**Quoted text:**
The symphony orchestra The Deutsche Kammerphilharmonie Bremen is a singular case in German cultural landscape. No other is owned by its musicians, who form a legal entity and who are directly involved in all aspects of artistic and financial decision making. Artistic freedom is linked to business risk, and it is this existential paradox which distinguishes the orchestra from its more then 130 professional, highly subsidized orchestras in the Federal Republic of Germany (MIZ 2016). Since its establishment in 1980, The Deutsche Kammerphilharmonie Bremen has steadily grown and established itself among the top orchestras of the world. Next to numerous prices for recordings and the celebrated cycle of Beethoven’s Symphonies, there was another point of interest for the public: the entrepreneurship of the musicians. Their successful, sophisticated democratic structure has led to praise even from the economical world in form of awards (Deutscher Gründerpreis) and invitations to coach and consult. Managing Director Albert Schmitt, former double-bass player of the orchestra, has kept records with this development. Together with a specialist on human resource management, he put his and the orchestra’s experiences and observations into a book on how to train high-performing teams (Scholz, Schmitt 2011). The finding sounds fairly simple: successful high-performing teams, be it classical musicians or a team of surgeons, accept conflicts. More than that, they use conflicts to strengthen their positions, to advance and to outperform. And it is exactly this characteristic of the musicians of The Deutsche Kammerphilharmonie Bremen which proves to be the stepping stone to cultural education.

**Collected material:**
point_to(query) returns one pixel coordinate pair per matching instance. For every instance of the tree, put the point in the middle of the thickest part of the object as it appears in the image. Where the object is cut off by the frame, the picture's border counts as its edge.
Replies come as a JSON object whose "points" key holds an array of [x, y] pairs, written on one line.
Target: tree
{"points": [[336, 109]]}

**What this task involves:** Please carry on the passage about The Deutsche Kammerphilharmonie Bremen, picking up right after its final sentence. The data has no connection to the passage about the orchestra.

**Exercise result:**
The establishment of the «Future Laboratory» in 2006 made the orchestra’s subliminal obligation to cultural education visible. It marks the move-in of the musicians into their new rehearsal space, the Gesamtschule Bremen-Ost (GSO), a 9-year secondary school with approximately 1000 students. Since the foundation as post-grad student orchestra, The Deutsche Kammerphilharmonie Bremen has always had a strong emphasis on educational work – starting with the simple fact that some musicians wanted to convey contemporary music to their audience. 25 years later, the group had relocated from Frankfurt a.M to the city state of Bremen in Northern Germany and was in need of rehearsal space. The building that was offered to them by the city was far from downtown in a fairly dangerous and unattractive neighbourhood, and to make matters worse, part of a comprehensive school. Any other classical orchestra would have declined – The Deutsche Kammerphilharmonie Bremen accepted and set up a unique experiment: what happens, when a world-renowned orchestra leaves the noble concert hall and moves into a socially challenged community?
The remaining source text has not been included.